(INPUT DATA begins)
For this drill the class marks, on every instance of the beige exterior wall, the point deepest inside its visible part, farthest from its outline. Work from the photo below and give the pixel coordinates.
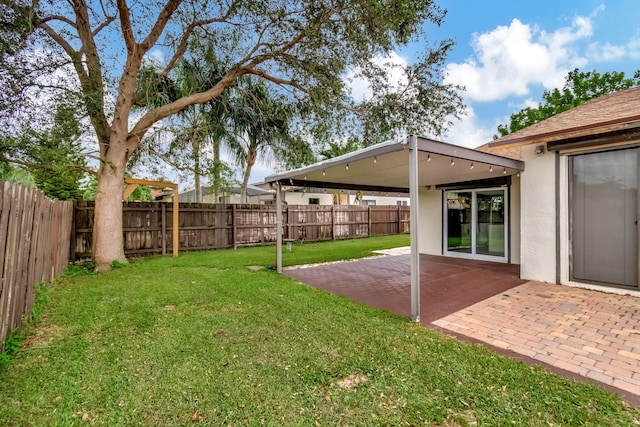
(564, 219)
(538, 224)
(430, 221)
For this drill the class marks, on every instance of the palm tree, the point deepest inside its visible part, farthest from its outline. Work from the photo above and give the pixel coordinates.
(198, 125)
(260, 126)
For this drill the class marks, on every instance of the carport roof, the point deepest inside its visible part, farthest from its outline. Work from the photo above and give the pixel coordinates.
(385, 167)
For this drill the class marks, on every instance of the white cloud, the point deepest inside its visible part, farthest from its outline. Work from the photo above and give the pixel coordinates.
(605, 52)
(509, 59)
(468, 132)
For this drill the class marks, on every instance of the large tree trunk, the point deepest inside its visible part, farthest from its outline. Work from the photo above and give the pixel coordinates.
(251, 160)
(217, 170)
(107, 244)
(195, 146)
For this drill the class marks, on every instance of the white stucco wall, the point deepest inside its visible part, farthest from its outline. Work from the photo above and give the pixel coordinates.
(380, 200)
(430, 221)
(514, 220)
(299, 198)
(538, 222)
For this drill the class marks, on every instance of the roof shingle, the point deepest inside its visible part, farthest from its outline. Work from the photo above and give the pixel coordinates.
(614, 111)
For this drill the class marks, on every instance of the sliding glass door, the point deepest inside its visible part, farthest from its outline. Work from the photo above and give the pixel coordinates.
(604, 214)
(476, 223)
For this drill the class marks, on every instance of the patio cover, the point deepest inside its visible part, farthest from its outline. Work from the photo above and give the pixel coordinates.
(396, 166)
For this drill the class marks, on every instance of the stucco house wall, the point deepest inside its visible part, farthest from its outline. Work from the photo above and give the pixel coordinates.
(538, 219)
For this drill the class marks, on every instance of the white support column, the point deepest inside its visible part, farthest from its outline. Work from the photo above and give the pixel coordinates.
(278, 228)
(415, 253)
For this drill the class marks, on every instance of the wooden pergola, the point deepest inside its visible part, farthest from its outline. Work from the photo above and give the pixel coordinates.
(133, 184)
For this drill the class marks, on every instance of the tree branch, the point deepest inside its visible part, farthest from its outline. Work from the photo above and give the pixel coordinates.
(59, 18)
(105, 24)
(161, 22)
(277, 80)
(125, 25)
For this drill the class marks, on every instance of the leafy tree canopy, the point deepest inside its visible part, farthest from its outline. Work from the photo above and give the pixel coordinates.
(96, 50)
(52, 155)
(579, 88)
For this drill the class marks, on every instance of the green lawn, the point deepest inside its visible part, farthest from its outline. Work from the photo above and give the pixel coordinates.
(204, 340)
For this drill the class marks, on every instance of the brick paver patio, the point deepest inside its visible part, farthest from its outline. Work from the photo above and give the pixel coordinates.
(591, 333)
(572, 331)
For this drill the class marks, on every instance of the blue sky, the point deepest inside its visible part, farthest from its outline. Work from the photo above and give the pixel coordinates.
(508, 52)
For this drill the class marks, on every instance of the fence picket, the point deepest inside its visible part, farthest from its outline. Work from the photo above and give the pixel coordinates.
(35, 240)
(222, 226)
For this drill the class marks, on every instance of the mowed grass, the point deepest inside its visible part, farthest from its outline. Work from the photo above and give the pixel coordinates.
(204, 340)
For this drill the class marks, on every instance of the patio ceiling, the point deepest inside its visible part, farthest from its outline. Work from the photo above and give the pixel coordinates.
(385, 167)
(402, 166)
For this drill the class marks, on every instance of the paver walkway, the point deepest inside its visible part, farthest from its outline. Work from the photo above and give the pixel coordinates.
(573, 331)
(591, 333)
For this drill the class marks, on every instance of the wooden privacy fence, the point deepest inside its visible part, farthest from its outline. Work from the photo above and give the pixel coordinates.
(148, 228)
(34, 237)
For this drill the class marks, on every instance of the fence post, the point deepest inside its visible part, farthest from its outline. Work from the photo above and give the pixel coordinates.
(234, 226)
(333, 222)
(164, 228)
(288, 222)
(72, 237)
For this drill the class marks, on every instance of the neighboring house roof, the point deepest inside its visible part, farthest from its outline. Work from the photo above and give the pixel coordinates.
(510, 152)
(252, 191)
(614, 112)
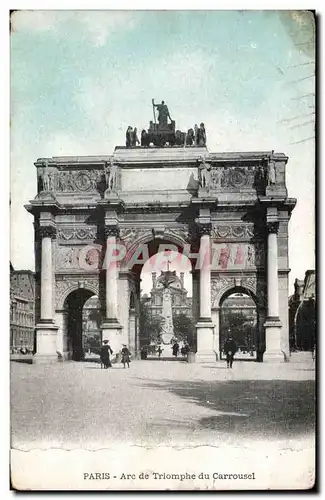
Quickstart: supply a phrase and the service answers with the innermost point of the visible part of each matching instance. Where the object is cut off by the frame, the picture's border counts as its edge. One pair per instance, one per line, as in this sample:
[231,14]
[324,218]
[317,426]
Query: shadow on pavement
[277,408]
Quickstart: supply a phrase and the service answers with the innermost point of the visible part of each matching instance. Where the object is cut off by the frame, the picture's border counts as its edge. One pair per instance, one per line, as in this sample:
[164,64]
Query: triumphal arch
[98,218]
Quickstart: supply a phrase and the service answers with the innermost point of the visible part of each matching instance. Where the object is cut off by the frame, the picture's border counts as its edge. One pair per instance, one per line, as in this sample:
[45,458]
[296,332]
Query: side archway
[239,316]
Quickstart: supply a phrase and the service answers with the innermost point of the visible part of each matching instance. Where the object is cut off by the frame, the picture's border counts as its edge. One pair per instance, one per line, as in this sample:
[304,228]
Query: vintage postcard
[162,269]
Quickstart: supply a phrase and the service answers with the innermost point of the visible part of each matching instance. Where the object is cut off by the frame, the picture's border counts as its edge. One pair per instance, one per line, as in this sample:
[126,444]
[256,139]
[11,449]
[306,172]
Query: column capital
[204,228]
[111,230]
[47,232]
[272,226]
(INPUT DATA ends)
**PROMPT**: A word-for-word copy of the data above is needed, one that omits the pictures.

**EXERCISE SOLUTION**:
For this drill the class marks, on every instance of the beige exterior wall, the point deepest inside its visible part, farthest from its outline. Work from the photo below and give the pixel coordinates.
(564, 219)
(538, 224)
(430, 221)
For this drill the class marks, on every instance of the palm tree, the point deepest inside its visible part, farthest from its outline. Work from the photo above and give the pixel coordinates.
(198, 125)
(260, 126)
For this drill the class marks, on every instance of the carport roof, the point deepest inside its visible part, farthest from its outline. Work from the photo above and give the pixel coordinates.
(385, 167)
For this drill the class marks, on every instance of the white cloud, the point deepest inside its visible part, farthest from its outline. Work from the photo above and give the pixel coordinates.
(605, 52)
(509, 59)
(468, 132)
For this drill the class marks, on every instance of the large tree trunk, the point deepest inside its visible part, farthest from its outline. Work from the photo above and give the pixel coordinates.
(251, 160)
(217, 170)
(107, 244)
(195, 146)
For this drill the class marks, on every instance of the white stucco wall, the point deepest inside its visible part, farthest from its outline. Work from the photo above and give the pixel coordinates.
(380, 200)
(430, 221)
(514, 220)
(299, 198)
(538, 222)
For this drill the class marks, on every instance of the roof shingle, the point deepest inside its visible part, farthest from its outline. Work from the photo above and give the pixel coordinates.
(614, 111)
For this drill the class marks, on every instance of the sliding glass door, the point deepest inside its visible part, farthest from its outline. Work from the photo above and give the pixel coordinates.
(604, 214)
(476, 223)
For this drill the class marks, on every instance of the patio cover, the point deepest inside its visible part, farthest from its outline. Work from the photo above and give the pixel coordinates.
(396, 166)
For this drill the class marks, on every instance of the stucco house wall, the point deepest inside its visible part, farthest from its outline. Work from the photo above and give the pixel coordinates.
(538, 219)
For this drill the class marks, on every instance of the white support column, the point deepest inside its visible part, farthest from its outline. Work from the photo above and give the pixel coordinates.
(278, 228)
(415, 253)
For this drill the class marks, on every instance of the wooden pergola, the point deepest inside its visible part, farthest from its outline. Work from the photo above and give the pixel coordinates.
(133, 184)
For this drill the class marks, on every instance of the tree branch, the point deepest inside its visible part, farthest from its outline. Work from the photo above and give the pixel coordinates.
(59, 18)
(105, 24)
(161, 22)
(277, 80)
(125, 25)
For this drill the class marks, on every instance of the leafy tree canopy, the point deepest inside its visible part, farthest from its outline. Work from the photo above and give the pixel coordinates.
(96, 50)
(52, 155)
(579, 88)
For this drill the class marks, on every instance of the green lawn, the point deepest inside its visible part, farthest from its outline. Work from the photo above and give the pixel coordinates.
(204, 340)
For this drill the class marks, on every instance of the brick paver patio, the point deepest inside its visible part, farthest from its outline. Work from the photo above and give the pixel coordinates.
(591, 333)
(572, 331)
For this drill the class marks, on every instance of the blue sky, the point deepest inside its visible part, farthest from its outline. Work from the photo above and give the pixel coordinates.
(508, 52)
For this drill the class marks, on every instance of the fence picket, the point deepest inside its visible part, farthest from its outline. Work from the photo above and give the pixel coordinates.
(35, 240)
(222, 226)
For this drill the class marks, on every instance of the mowed grass, the point deepest inside its visible part, farthest from its outline. Work from the photo above and give the pixel coordinates.
(204, 340)
For this drill the class marks, on every instance of the patio ceiling, the point deepest inside its visible part, farthest from its outline. Work from the photo above and give the pixel coordinates.
(385, 167)
(402, 166)
For this drill the class marks, on every instance of the paver walkway, the point deepest inside its visible part, farthest from its outline. Work from the photo above and give the pixel coordinates.
(573, 331)
(591, 333)
For this drill the class marks, on every instance of the wooden privacy fence, the point deepest inside its visible part, farthest from its outline. Work from the photo above and give the pixel coordinates.
(148, 228)
(34, 237)
For this drill the class marks, on every instance of the fence post, the point deepest inside its visible part, farthest from its outline. Work from the photo above and give the pixel coordinates.
(234, 226)
(333, 222)
(164, 228)
(288, 222)
(72, 237)
For this drill the class marks, on every instance of the neighboring house roof, the point deepest inside its visible part, farthest from its outline. Work from the photo above and give the pixel coordinates.
(510, 152)
(252, 191)
(614, 112)
Quickstart: supply a phrase and the service answers with the innermost point of the visible part of each matching instance. Where the object is cut off by the frame, the picture's border counts as its edge. One pair per instance, one per line, as in this sample:
[231,14]
[324,218]
[317,426]
Query: shadow on pavement
[277,408]
Quickstart: supply a phrase and the service answers with the innermost point of the visible part of each matching instance. Where the object is cut off by the frame, the picture's border counts as its edge. One pair per instance, one per line, as in this sample:
[164,64]
Query: triumphal arch
[98,218]
Quickstart: supply a phrase and the service answers with the innermost point of the visible part of each matching instance. Where the object is cut off by the frame, the picture's border counts as its edge. One pair per instance, one per line, as in this sample:
[45,458]
[296,332]
Query: side archway
[239,316]
Quickstart: supply a phrase and the service answers with the innermost point of the visible part of each matching instance. Where the object is cut off by the frame, the picture's border counts as its edge. One pair per instance, one per line, as in this sample:
[304,228]
Query: vintage postcard
[162,269]
Quickstart: supply a phrase and the service answers with the innermost point of the visible part of each matching instance. Where the object is cut off by the frame, the picture's border counts as its edge. One pair per instance, one per line, as in this sample:
[126,444]
[256,139]
[11,449]
[306,172]
Query: column capital
[204,228]
[111,230]
[47,232]
[272,226]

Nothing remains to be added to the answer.